**Directions**.
Your answer must be an exact copy of the data below.

Region pointing data:
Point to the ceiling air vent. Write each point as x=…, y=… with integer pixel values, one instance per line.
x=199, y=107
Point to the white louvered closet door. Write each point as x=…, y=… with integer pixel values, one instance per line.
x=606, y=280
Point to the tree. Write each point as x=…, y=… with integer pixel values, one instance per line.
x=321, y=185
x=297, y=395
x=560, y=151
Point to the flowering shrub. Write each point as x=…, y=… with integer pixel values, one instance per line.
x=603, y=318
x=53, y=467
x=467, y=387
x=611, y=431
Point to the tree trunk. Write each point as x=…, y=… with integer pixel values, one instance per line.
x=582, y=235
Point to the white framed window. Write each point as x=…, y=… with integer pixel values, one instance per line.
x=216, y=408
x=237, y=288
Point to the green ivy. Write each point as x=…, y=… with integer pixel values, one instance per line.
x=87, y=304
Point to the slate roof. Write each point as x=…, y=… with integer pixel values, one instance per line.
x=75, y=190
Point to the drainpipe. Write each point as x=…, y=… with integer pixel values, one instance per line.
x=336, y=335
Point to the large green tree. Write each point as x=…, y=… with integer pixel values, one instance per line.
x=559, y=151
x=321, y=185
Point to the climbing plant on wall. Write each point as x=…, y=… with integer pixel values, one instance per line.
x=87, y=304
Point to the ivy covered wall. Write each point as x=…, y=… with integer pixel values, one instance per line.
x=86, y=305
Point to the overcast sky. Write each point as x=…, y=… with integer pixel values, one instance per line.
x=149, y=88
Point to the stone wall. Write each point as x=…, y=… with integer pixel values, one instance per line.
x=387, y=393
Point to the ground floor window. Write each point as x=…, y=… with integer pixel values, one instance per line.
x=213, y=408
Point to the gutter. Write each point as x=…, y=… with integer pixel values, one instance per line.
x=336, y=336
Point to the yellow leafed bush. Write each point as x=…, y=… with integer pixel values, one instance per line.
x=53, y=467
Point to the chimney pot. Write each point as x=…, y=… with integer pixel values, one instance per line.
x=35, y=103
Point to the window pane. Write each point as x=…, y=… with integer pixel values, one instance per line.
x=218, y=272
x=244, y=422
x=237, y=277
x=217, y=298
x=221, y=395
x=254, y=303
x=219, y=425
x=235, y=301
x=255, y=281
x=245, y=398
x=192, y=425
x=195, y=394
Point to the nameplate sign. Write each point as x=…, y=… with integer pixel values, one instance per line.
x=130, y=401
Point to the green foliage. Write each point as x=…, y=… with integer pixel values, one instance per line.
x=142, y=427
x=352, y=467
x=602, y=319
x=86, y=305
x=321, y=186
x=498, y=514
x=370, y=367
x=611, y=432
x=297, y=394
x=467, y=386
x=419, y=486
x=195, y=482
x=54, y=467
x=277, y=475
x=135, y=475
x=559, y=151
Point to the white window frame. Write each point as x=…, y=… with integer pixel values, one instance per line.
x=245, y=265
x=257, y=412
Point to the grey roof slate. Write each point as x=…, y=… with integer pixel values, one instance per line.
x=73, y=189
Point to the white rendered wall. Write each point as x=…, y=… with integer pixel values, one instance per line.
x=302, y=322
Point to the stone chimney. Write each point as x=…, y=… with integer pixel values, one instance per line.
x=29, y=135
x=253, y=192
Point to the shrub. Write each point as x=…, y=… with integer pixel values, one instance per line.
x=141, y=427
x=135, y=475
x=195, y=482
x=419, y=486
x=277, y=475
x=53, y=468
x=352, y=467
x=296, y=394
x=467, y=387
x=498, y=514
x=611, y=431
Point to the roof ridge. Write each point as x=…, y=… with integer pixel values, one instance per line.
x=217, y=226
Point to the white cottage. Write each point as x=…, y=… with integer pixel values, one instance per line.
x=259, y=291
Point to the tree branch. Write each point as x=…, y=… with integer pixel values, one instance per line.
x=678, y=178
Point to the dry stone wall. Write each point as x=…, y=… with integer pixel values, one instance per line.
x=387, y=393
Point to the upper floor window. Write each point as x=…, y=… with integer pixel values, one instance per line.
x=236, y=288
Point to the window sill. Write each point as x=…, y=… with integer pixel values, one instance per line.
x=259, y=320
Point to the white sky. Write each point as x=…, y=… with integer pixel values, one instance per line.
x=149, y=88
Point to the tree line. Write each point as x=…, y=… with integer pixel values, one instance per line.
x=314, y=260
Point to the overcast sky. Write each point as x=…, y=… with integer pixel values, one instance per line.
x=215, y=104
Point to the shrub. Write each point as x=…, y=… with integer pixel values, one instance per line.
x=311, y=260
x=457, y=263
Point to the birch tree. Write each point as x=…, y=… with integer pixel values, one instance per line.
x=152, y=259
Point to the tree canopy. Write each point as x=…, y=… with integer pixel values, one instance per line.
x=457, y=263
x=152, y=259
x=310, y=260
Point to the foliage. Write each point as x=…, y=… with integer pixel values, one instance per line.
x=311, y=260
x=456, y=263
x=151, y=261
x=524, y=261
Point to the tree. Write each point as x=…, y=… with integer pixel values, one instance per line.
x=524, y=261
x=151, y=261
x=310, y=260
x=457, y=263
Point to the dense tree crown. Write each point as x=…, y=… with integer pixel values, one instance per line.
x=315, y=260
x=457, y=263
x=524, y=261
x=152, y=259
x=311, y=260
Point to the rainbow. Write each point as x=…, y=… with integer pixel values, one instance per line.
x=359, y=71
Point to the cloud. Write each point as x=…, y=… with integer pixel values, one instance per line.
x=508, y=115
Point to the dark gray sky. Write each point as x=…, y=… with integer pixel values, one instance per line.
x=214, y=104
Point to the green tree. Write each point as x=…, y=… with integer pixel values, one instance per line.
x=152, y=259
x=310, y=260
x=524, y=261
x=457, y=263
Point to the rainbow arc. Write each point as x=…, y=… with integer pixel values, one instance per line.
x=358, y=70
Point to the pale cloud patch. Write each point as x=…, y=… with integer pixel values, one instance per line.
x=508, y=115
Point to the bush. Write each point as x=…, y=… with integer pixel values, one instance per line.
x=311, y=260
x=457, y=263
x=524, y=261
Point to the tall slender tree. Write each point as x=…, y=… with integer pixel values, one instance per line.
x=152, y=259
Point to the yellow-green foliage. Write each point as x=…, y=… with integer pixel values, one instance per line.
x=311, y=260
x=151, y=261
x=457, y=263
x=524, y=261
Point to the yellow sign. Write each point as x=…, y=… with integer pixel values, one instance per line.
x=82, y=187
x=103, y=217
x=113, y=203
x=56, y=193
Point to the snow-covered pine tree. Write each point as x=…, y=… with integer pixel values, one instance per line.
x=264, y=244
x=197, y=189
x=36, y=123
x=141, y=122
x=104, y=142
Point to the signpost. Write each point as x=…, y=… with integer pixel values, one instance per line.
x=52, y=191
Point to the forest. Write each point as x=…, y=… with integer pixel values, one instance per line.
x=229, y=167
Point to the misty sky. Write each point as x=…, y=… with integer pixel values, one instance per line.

**Response**.
Point to the ceiling air vent. Write each point as x=…, y=… with integer pixel values, one instance per line.
x=199, y=107
Point to the white louvered closet door. Write each point as x=…, y=… with integer pixel values, one instance per line.
x=606, y=280
Point to the tree. Write each point as x=…, y=… with integer pixel values, one instance per line.
x=321, y=185
x=297, y=395
x=560, y=151
Point to the flowering shrub. Write each point as x=…, y=… with integer pixel values, one instance per line.
x=603, y=318
x=53, y=467
x=467, y=387
x=611, y=431
Point to the tree trunk. Write each point as x=…, y=… with integer pixel values, one instance per line.
x=582, y=235
Point to the white framed window. Write each point as x=…, y=… with integer pixel values, one instance per line.
x=216, y=408
x=237, y=288
Point to the green ivy. Write each point as x=…, y=… with integer pixel values, one instance per line.
x=87, y=304
Point to the slate roof. Write each point as x=…, y=… with integer pixel values, one instance per line.
x=75, y=190
Point to the drainpipe. Write each point as x=…, y=… with integer pixel values, one instance per line.
x=336, y=335
Point to the large green tree. Write each point as x=…, y=… with integer pixel values, one instance per line.
x=559, y=151
x=321, y=185
Point to the climbing plant on wall. Write each point as x=…, y=… with integer pixel values, one instance per line.
x=87, y=304
Point to the ivy covered wall. Write each point as x=…, y=… with integer pixel values, one instance per line.
x=86, y=305
Point to the overcast sky. Write each point as x=…, y=… with integer pixel values, one instance per line.
x=149, y=88
Point to the stone wall. Write each point as x=…, y=… with integer pixel values, one instance per line.
x=387, y=393
Point to the ground floor window. Write each point as x=…, y=… with integer pixel values, one instance per line.
x=213, y=408
Point to the gutter. Write each point as x=…, y=… with integer pixel values, one instance per line.
x=336, y=336
Point to the yellow leafed bush. Write each point as x=…, y=… with integer pixel values, one instance per line.
x=53, y=467
Point to the chimney pot. Write each point as x=…, y=… with integer pixel values, one instance per line.
x=35, y=103
Point to the window pane. Write each point as x=…, y=… with integer pixel values, one instance per line.
x=218, y=272
x=244, y=422
x=237, y=277
x=217, y=298
x=221, y=395
x=254, y=303
x=219, y=425
x=235, y=301
x=255, y=281
x=245, y=398
x=192, y=425
x=195, y=394
Point to the nameplate sign. Write each point as x=…, y=… with integer pixel values, one instance per line.
x=130, y=401
Point to the green foliage. Write each point as x=…, y=… with integer pixel values, one instance per line.
x=142, y=427
x=352, y=467
x=602, y=319
x=86, y=305
x=321, y=186
x=498, y=514
x=370, y=367
x=611, y=432
x=297, y=394
x=467, y=386
x=419, y=486
x=195, y=482
x=54, y=467
x=277, y=475
x=135, y=475
x=559, y=151
Point to the white window frame. Write each point as x=…, y=… with integer pixel values, one instance per line.
x=245, y=265
x=257, y=412
Point to the grey roof slate. Write each point as x=…, y=… with integer pixel values, one instance per line.
x=73, y=189
Point to the white rendered wall. Write each point as x=…, y=… with integer pixel values, one instance per line.
x=302, y=322
Point to the stone chimney. Write each point as x=…, y=… with integer pixel values, one instance per line.
x=29, y=135
x=253, y=192
Point to the shrub. Write each point as x=…, y=… with integer pixel values, one instance per line.
x=141, y=427
x=135, y=475
x=195, y=482
x=419, y=486
x=277, y=475
x=53, y=468
x=352, y=467
x=296, y=394
x=467, y=387
x=498, y=514
x=611, y=431
Point to the roof ridge. Write each point as x=…, y=… with integer pixel values, one instance per line.
x=217, y=226
Point to the white cottage. Write each point as x=…, y=… with integer pixel values, one instance per line.
x=259, y=291
Point to the tree branch. Write each point as x=…, y=… with integer pixel values, one instance per line.
x=678, y=178
Point to the dry stone wall. Write each point as x=…, y=… with integer pixel values, one instance per line.
x=387, y=393
Point to the upper floor window. Write each point as x=…, y=… with integer pixel values, one instance per line.
x=236, y=288
Point to the window sill. Write each point as x=…, y=… with integer pixel values, one instance per line.
x=259, y=320
Point to the white sky. Write each point as x=…, y=… with integer pixel values, one instance per line.
x=149, y=88
Point to the tree line. Write each point as x=…, y=… with integer pixel values, one instance per line.
x=314, y=260
Point to the overcast sky. Write each point as x=…, y=… with integer pixel values, one instance per line.
x=215, y=104
Point to the shrub. Write each point as x=…, y=… with integer pixel values, one instance per line.
x=311, y=260
x=457, y=263
Point to the birch tree. Write each point as x=…, y=… with integer pixel values, one instance per line.
x=152, y=259
Point to the tree canopy. Write each point as x=…, y=… with integer pixel values, one instance per line.
x=457, y=263
x=152, y=259
x=310, y=260
Point to the foliage. Write each point as x=…, y=… with integer pixel values, one instance per line.
x=311, y=260
x=456, y=263
x=151, y=261
x=524, y=261
Point to the tree. Write each point as x=…, y=… with integer pixel values, one instance per line.
x=524, y=261
x=151, y=261
x=310, y=260
x=457, y=263
Point to the dense tree crown. Write each point as x=…, y=… with integer pixel values, one instance per line.
x=315, y=260
x=457, y=263
x=524, y=261
x=152, y=259
x=311, y=260
Point to the rainbow. Write each point as x=…, y=… with integer pixel values, one instance per line.
x=359, y=71
Point to the cloud. Write each point as x=…, y=… with integer pixel values, one instance per line.
x=508, y=115
Point to the dark gray sky. Write each point as x=…, y=… with integer pixel values, one instance per line.
x=214, y=104
Point to the green tree. Write each point as x=…, y=… with integer pixel values, one instance per line.
x=152, y=259
x=310, y=260
x=524, y=261
x=457, y=263
Point to the rainbow arc. Write each point as x=…, y=… with integer pixel values, one instance per line.
x=358, y=70
Point to the pale cloud patch. Write each point as x=…, y=… with integer pixel values, one instance per line.
x=508, y=115
Point to the bush. Write each point as x=…, y=… with integer pixel values, one instance per line.
x=311, y=260
x=457, y=263
x=524, y=261
Point to the tall slender tree. Write each point as x=…, y=… with integer pixel values, one instance per line.
x=152, y=259
Point to the yellow-green foliage. Write each point as x=…, y=… with integer pixel values, one instance per line.
x=311, y=260
x=151, y=261
x=457, y=263
x=524, y=261
Point to the yellow sign. Write each point as x=…, y=… with integer pixel values, one instance per line.
x=82, y=187
x=103, y=217
x=113, y=203
x=56, y=193
Point to the snow-covered pine tree. Write each point as x=…, y=… with integer pixel values, one instance per line.
x=264, y=244
x=197, y=189
x=36, y=123
x=141, y=122
x=104, y=142
Point to the signpost. Write each point as x=…, y=… with integer pixel values, one instance per line.
x=52, y=191
Point to the forest. Write each point as x=…, y=… with integer pixel values, one instance per line.
x=229, y=167
Point to the misty sky. Write each point as x=…, y=… with integer pixel values, one instance per line.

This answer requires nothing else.